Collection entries
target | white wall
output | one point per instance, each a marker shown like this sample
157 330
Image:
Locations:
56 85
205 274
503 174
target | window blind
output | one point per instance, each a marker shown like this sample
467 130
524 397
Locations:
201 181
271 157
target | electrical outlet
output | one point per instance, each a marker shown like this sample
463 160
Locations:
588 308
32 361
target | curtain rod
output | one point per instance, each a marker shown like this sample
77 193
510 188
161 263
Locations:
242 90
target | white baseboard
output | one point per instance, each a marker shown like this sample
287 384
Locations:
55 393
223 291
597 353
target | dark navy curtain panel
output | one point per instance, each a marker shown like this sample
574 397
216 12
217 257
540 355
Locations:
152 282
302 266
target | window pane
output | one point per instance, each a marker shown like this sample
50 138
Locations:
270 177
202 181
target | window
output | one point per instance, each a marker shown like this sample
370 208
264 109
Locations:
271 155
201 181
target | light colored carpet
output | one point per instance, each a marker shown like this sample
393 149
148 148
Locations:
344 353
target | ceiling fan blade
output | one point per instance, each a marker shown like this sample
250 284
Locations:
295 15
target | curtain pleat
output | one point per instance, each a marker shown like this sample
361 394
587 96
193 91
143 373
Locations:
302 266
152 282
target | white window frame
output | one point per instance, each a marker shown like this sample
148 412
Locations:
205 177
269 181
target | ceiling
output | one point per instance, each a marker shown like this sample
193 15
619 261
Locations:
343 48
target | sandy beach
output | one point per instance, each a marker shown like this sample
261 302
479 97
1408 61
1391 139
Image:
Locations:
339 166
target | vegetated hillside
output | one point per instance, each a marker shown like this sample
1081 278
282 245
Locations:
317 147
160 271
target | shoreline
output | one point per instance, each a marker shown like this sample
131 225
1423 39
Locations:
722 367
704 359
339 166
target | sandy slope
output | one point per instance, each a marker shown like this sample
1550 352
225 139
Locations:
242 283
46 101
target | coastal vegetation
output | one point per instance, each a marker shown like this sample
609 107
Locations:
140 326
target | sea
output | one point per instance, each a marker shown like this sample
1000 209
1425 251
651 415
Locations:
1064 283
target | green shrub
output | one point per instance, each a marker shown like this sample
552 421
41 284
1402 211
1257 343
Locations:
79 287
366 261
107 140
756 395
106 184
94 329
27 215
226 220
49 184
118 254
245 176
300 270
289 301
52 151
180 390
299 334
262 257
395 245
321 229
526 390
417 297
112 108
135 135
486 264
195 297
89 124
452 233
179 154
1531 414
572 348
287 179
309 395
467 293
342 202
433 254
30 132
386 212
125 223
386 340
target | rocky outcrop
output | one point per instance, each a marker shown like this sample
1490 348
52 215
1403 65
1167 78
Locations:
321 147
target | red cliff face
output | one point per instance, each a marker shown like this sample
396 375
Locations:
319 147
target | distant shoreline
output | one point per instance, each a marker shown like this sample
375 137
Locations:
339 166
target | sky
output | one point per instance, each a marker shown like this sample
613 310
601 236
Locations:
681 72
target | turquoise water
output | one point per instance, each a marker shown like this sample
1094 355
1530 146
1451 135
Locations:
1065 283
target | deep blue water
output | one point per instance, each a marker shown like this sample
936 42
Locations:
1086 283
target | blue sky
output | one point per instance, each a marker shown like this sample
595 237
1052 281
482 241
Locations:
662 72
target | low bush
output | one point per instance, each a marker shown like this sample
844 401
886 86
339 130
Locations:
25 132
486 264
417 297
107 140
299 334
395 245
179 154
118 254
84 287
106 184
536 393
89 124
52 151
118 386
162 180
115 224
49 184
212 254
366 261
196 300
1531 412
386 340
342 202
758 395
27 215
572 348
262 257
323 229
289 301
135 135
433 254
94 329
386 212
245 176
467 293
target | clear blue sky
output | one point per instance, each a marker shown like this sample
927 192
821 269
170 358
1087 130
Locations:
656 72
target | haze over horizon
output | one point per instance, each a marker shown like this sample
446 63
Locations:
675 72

▶ **To do**
Every line from the one holding "target | rocky outcrop" through the final line of the listing must be echoed exactly; leave out all other lines.

▶ **Answer to the exercise**
target | rocky outcrop
output | one point per instance, each a marker shown like this sample
1490 348
52 215
1403 65
1167 78
Locations:
321 147
target | red cliff face
output | one point per instance, each a marker shown like this sample
396 375
Locations:
319 147
target | distant shoreline
output | one point per instance, each a marker shown like this sample
375 137
Locations:
339 166
target | sky
output | one point per instance, each a marker shown like this sample
613 310
601 236
Locations:
681 72
target | turquoise water
output | one point per instance, each a marker shown like this sample
1094 355
1530 146
1451 135
Locations:
1065 283
target | deep blue water
output | one point per instance, each a marker shown like this sample
936 42
Locations:
1086 283
target | blue sky
output | one point per instance, each a marker shown like this sample
595 237
1052 281
482 241
Locations:
662 72
target | low bush
output | one point per instance, each a marker shown like this sample
844 401
886 86
339 130
Locations:
25 132
486 264
417 297
107 140
299 334
395 245
179 154
118 254
84 287
106 184
536 393
89 124
52 151
118 386
162 180
115 224
49 184
212 254
366 261
196 300
1531 412
386 340
342 202
758 395
27 215
572 348
262 257
323 229
289 301
135 135
433 254
94 329
386 212
245 176
467 293
target | clear blue sky
output | one point per instance, each a marker shown like this sample
927 192
821 269
170 358
1087 130
Locations:
656 72
target | haze over horizon
output | one point per instance, each a marker shown like this sample
446 63
Locations:
675 72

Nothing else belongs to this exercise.